**Task**
Using the data below, repeat all of it precisely.

**Records provided**
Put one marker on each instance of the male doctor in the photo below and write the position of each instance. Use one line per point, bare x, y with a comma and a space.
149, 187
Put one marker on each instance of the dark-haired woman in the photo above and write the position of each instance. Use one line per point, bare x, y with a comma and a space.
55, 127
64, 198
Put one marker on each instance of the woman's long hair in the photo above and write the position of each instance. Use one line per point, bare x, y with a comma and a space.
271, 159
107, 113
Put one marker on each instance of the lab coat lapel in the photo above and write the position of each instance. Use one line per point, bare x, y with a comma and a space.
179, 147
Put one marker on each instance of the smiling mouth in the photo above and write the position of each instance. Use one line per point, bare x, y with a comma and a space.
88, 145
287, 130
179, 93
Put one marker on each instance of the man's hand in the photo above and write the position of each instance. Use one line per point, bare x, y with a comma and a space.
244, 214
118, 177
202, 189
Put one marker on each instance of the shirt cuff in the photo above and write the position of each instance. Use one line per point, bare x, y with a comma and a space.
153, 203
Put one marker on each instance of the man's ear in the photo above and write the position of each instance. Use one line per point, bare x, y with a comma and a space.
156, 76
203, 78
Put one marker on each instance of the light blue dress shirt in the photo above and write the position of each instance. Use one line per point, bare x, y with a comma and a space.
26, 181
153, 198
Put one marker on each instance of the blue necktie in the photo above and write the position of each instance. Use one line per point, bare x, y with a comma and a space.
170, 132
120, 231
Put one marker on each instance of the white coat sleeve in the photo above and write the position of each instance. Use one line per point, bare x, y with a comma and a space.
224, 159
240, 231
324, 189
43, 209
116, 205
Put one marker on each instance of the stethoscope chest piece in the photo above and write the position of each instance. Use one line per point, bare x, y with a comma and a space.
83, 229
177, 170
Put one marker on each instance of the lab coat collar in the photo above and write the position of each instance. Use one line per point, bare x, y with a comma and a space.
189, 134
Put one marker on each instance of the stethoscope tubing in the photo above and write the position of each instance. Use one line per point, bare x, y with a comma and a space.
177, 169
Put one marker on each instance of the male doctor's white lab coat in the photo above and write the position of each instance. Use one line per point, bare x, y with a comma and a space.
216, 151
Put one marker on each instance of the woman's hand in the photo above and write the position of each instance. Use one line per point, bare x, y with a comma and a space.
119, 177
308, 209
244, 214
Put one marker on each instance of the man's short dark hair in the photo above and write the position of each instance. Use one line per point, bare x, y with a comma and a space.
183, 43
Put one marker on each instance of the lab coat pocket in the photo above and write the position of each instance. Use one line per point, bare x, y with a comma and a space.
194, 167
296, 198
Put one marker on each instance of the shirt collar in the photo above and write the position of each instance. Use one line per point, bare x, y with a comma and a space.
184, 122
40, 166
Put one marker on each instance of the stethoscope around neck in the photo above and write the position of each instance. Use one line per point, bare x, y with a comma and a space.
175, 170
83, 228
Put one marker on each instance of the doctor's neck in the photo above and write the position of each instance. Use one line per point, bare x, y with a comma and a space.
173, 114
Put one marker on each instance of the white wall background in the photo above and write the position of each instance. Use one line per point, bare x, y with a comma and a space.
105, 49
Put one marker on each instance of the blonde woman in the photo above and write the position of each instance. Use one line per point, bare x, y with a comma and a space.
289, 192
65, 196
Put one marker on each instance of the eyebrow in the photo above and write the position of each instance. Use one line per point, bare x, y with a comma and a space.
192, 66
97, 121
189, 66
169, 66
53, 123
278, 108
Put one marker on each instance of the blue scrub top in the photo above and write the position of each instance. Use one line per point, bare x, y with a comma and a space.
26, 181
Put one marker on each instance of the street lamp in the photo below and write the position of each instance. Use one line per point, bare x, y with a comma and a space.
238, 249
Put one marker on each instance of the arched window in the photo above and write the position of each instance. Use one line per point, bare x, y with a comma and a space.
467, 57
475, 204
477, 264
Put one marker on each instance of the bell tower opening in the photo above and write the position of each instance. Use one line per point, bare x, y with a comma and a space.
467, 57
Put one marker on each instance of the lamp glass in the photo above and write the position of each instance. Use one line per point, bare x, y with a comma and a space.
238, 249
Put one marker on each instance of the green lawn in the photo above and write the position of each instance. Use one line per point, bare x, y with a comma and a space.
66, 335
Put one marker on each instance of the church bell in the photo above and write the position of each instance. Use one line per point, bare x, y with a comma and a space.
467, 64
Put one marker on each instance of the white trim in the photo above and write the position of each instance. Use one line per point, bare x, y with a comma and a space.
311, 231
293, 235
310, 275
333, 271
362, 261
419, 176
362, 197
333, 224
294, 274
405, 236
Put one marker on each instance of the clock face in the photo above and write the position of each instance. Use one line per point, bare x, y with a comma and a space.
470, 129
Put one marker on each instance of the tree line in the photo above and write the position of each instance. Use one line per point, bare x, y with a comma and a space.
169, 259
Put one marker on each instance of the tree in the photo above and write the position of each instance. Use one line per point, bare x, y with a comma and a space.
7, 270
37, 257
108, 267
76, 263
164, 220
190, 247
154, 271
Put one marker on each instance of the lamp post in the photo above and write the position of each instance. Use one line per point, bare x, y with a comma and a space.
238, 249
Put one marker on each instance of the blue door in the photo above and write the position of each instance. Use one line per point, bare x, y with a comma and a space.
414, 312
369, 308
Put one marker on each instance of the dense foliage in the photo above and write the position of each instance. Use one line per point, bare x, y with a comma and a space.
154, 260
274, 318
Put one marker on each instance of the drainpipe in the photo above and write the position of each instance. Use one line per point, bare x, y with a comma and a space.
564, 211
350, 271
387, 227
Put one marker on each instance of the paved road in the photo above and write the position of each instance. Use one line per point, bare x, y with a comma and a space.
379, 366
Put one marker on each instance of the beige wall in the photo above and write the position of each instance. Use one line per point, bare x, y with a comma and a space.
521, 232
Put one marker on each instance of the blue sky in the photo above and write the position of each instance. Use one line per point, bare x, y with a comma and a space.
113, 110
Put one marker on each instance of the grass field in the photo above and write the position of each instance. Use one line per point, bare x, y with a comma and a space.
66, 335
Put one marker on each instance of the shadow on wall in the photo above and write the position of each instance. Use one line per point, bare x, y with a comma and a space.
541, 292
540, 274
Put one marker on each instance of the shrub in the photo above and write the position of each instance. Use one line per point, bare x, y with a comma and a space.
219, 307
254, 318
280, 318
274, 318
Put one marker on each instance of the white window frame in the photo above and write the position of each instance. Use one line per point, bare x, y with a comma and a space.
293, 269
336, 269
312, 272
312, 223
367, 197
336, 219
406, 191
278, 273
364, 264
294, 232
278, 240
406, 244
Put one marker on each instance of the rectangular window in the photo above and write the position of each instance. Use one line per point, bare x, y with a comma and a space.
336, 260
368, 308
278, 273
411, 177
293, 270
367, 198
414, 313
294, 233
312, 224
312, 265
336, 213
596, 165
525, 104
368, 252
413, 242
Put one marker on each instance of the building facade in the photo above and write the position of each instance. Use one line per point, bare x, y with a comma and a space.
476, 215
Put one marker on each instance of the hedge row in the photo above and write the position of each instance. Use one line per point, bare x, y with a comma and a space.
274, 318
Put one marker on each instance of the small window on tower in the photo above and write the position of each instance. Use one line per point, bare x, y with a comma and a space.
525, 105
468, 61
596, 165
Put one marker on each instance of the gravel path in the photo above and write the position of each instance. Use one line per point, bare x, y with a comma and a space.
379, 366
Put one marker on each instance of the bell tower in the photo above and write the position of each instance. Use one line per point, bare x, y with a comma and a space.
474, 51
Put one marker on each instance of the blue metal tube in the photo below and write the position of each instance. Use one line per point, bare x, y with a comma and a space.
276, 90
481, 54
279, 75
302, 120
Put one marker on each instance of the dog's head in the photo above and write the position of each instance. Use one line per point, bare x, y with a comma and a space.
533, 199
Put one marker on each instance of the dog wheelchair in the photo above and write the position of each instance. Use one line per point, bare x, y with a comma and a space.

**Correct response**
Put one marker on each instance of the male doctor in the photo below and write the position of each instance. Use one line per point, bare x, y with a comma and a space.
149, 187
Put one marker on each instance of the dark-haired woman in the photo above and write the position of each instance. Use one line per point, bare x, y with a comma and a space.
55, 127
64, 198
Put one marker on each instance of the woman's long hair in the photo above and write the position of each instance. Use one line per point, bare x, y with a comma and a space.
271, 159
107, 113
Put one marker on each instance of the lab coat lapel in the photo above and write the position of each instance. Use one line per point, bare x, y with a comma and a space.
179, 147
Put one marker on each instance of the smiling mouth in the photo above and write the position of each instance. Use one line per point, bare x, y with a comma and a space.
88, 145
287, 130
179, 93
Put one marker on each instance of the man's hand in the photo above and write the position of each instance. Use one line per point, bare x, y with a comma and a space.
244, 214
118, 177
202, 189
Put one marker on each instance of the shirt cuff in the photo above and write the position of each instance. Use one line per point, bare x, y with a comma and a space.
153, 203
Put one marker on each instance of the man's ear in the photo above and write the position of each instance. Use one line per point, bare x, y with a comma and a space.
156, 76
203, 78
Put one marker on each instance of the light blue dress shirt in the photo above and write the position of each instance. Use one line per point, bare x, y with a comma and a space.
26, 181
153, 198
Put one marker on each instance of the blue necktie in the photo above and write the position of each instance. Use one line per point, bare x, y with a comma and a space.
170, 132
120, 231
Put one marker on each instance of the white coat sleeve in the photo above and write the position of each instance. Use one line per point, bare x, y with a comma and a space.
224, 159
240, 231
324, 189
43, 209
116, 205
Put one marker on each instance of the stethoscope chest piece in the photo above and write the position of each instance. Use one line per point, bare x, y with a comma and a space.
83, 229
177, 170
Put one marker on each instance of the lab coat collar in the photo above and write the position of each instance. Use one line per point, bare x, y with a comma and a space.
189, 134
Put one marker on each instance of the stethoscope tubing in the photo above and write the position of each instance. Use one line per point, bare x, y with a comma and a space.
177, 169
Put one marker on each instance of the male doctor's white lab coat in the photo above and write the position of each instance. Use one line per point, bare x, y with a comma and a space.
216, 151
Put one marker on each instance of the woman's hand in the photo above and write the position of each instance. Use one line per point, bare x, y with a comma and a space.
119, 177
308, 209
244, 214
Put one marker on each instance of the man's short dark hair in the photo above and write the position of each instance. Use one line per point, bare x, y with a comma and a space.
183, 43
Put one marker on each instance of the lab coat pocket in the photo above and write the position of each instance. Use one line per point, bare x, y with a comma and a space.
194, 167
296, 198
Put one marker on each instance of the shirt collar in the photo above and write the position of each instance. Use one line per point, bare x, y with a comma and a space.
184, 122
40, 166
Put one marker on each instance of the stethoscope around neck in the photo above and write the position of each instance. Use one line per point, bare x, y with a comma and a space.
175, 170
83, 228
Put one marker on each instance of the doctor's neck in the photo above and write the position of each instance. Use one line per point, bare x, y with a comma and a space.
173, 114
Put one marker on each instance of the white wall background in the photo above and write the position of each instance. Use one line per point, bare x, y with a comma and a space.
105, 49
Put one marker on each instance of the blonde woman in the photo above and write the position of each instance. Use one line per point, bare x, y with a comma and a space.
289, 192
65, 196
Put one marker on each instance of the eyebrow in the photo above and write the position of each instance. Use one line per point, bare x, y with a comma and a space.
192, 66
97, 121
189, 66
169, 66
53, 123
278, 108
Put one marker on each instance of the blue scrub top in the photo above and write the position of each instance. Use one line per point, bare x, y with a comma and a space.
26, 181
Put one marker on each instance of the street lamp in the photo below and write the position of each instance. Use one line per point, bare x, y with a comma and a space.
238, 249
Put one marker on each instance of the arched window in the photo above and write the position of each instance. Use one line per point, bare x, y with a comma and a space.
467, 57
475, 204
477, 264
Put one marker on each instance of the bell tower opening in the photo above and write the position of each instance. Use one line per point, bare x, y with a comma and a space.
467, 57
Put one marker on each instance of the lamp glass in the photo above and write the position of each instance. Use one line per point, bare x, y with a comma and a space.
238, 249
Put one marker on each instance of the green lawn in the photo above and write the position of each instance. Use one line per point, bare x, y with a comma and a space.
66, 335
Put one marker on each instance of the church bell in the photo above and write the position of each instance. Use one line per point, bare x, y with a comma and a space.
467, 64
Put one marker on each instance of the white trim in the photo above and write the position of each instance. Use one line per point, bare x, y with a comma and a space.
311, 231
293, 235
310, 275
333, 271
362, 261
419, 176
362, 197
333, 224
294, 274
405, 236
Put one marker on each instance of the clock face in the photo above and write the position of each instance. Use one line per point, bare x, y with a comma and a space.
470, 129
Put one marker on each instance of the tree line in the photo above and write the position of each instance. Use one line per point, bare x, y with a comma and a space.
169, 259
Put one marker on each instance of the tree in the photo above and write the position of each instance. Use one line per point, bare x, y with a comma and a space.
7, 270
37, 257
108, 267
76, 263
164, 220
190, 247
154, 271
Put one marker on each instance of the lamp post in the photo above and write the position of each instance. Use one line per point, bare x, y with a comma and a space.
238, 249
Put one marker on each instance of the blue door in the photo above and write the position of each instance. Use one line per point, bare x, y with a comma and a space.
414, 312
369, 308
Put one marker on each instance of the dense foliage in the photo above and write the position of each instance. Use one line per point, bare x, y with a comma and a space.
154, 260
274, 318
Put one marker on each instance of the drainpipe in the photo above and write the position of each instance. Use one line per point, bare x, y with a comma and a space.
564, 211
350, 271
387, 227
Put one marker on each instance of the paved road in the photo above and write the position of each instance. Use one line per point, bare x, y with a comma and a space.
379, 366
Put one marker on each instance of the beige wall in the photo above and write the position of each instance. Use one line per point, bare x, y with a comma and a space.
521, 232
Put one marker on each instance of the blue sky in the photo above and write the position of each instance. Use one line per point, bare x, y with a comma and a space.
113, 110
Put one marker on each instance of the grass field in the photo above and write the position of each instance. Use one line per point, bare x, y with a comma and a space.
66, 335
Put one marker on each instance of the shadow on wall in the photo above and write the position of each instance. Use one line per point, bare x, y with a comma and a space.
541, 292
540, 274
Put one marker on each instance of the shrub in the photo above and write the position of each instance. Use one line per point, bare x, y with a comma and a space.
219, 307
254, 318
280, 318
274, 318
Put one marker on each instance of the white window frame in the photo above and write the position of each instance. Use one line per point, bare x, y with a comma and a space.
293, 269
336, 269
312, 272
312, 223
367, 197
336, 219
406, 191
278, 273
364, 264
294, 232
278, 240
406, 244
Put one marker on each instance of the rectangular window in the photo above and write the position of each instance. Use one line per point, bare x, y with a comma and a space.
336, 260
368, 308
278, 273
411, 177
293, 270
367, 198
414, 313
294, 233
312, 224
312, 265
336, 213
596, 165
525, 104
368, 252
413, 242
Put one marker on each instance of the building facade in the photo above and write the position of each instance. Use one line per point, bare x, y with a comma and a space.
476, 215
Put one marker on each instance of the hedge row in the photo above and write the position of each instance. Use one line per point, bare x, y with a comma and a space.
274, 318
Put one marker on each instance of the small window on tower in the photo above and write the position of each instance. Use one line per point, bare x, y with a comma and a space.
525, 105
468, 61
596, 165
Put one marker on each instance of the gravel path in the photo above and write the position of each instance. Use one line per point, bare x, y with a comma and a space.
379, 366
Put one marker on each instance of the bell tower in the photo above and write the position of each instance. Use one line per point, bare x, y with a comma and a space.
474, 51
Put one marker on each instance of the blue metal tube in the photo below and write the position of each instance. Use one line per point, bare x, y with a comma and a space.
276, 90
481, 54
279, 75
302, 120
Put one marker on each instance of the dog's head in the photo above and write the position of each instance. Use one line per point, bare x, y with a comma and a space.
533, 199
Put one marker on each instance of the dog wheelchair in the photo above and write the position of each instance. Use one line per point, bare x, y with a comma and a space.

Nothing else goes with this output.